What you need to do: Convert the lines of the records below, from the line holding "query | finger" through the line holding "[(101, 90)]", inclusive, into a numbered list, leaving out any blank lines.

######

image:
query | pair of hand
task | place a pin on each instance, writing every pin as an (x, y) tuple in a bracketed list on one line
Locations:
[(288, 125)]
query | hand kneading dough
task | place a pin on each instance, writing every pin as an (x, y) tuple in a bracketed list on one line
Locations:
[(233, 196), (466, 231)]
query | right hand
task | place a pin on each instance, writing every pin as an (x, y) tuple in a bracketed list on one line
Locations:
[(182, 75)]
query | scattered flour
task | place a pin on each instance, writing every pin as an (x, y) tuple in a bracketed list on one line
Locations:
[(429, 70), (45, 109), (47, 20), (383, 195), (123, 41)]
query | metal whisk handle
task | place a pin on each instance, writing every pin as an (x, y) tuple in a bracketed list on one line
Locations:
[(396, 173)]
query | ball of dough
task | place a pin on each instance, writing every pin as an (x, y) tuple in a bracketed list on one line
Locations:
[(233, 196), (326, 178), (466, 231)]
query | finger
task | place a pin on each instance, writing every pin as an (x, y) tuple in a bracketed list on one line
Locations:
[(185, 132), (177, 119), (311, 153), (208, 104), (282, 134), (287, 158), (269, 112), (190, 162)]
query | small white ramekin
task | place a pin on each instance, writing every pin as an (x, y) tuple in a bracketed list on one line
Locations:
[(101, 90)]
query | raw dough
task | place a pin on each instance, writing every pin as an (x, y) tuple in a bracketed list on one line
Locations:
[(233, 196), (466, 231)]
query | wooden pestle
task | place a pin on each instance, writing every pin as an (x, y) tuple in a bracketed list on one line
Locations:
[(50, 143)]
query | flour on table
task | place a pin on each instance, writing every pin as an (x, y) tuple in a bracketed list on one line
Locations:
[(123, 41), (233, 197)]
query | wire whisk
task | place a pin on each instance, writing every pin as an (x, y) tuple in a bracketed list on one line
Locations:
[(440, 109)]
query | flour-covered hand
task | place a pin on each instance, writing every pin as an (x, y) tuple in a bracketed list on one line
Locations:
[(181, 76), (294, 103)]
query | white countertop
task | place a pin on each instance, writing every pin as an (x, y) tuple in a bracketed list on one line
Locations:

######

Solution:
1. query | finger
2. task | place a pin on each instance, writing every pin as an (x, y) tuple in a bracketed list on one line
3. Locations:
4. [(185, 132), (177, 119), (311, 153), (208, 104), (282, 134), (287, 158), (269, 112), (190, 162)]
5. query | small white ramekin
6. task | place a pin on each instance, writing every pin as an (x, y) tuple in a bracketed list on one line
7. Locations:
8. [(101, 90)]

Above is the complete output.